Assignment: Filter out every line below that lacks "this", and copy the rest.

Information supplied:

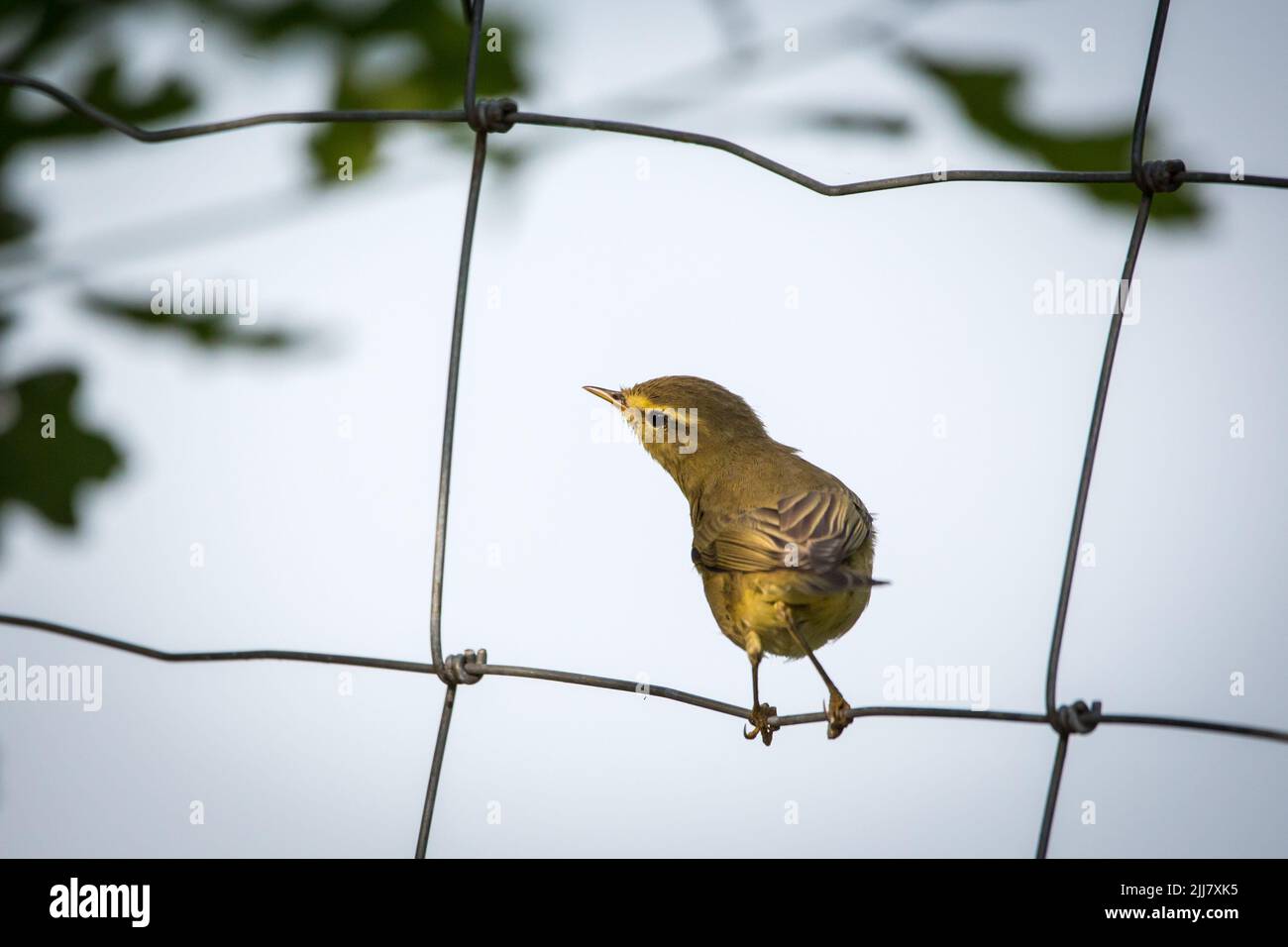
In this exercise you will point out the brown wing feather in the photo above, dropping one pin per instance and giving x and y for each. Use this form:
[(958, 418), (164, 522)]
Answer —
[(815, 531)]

---

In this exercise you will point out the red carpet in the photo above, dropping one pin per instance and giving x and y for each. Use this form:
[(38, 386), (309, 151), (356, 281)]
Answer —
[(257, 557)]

Output of the exercise:
In this exercise you will point out the brown wing feather in the photo above, dropping one pin per instance and giving x and y for each. Use this form:
In this exercise you will point out the red carpet in the photo above, dropping one pin per instance and giving x and y for each. Use this form:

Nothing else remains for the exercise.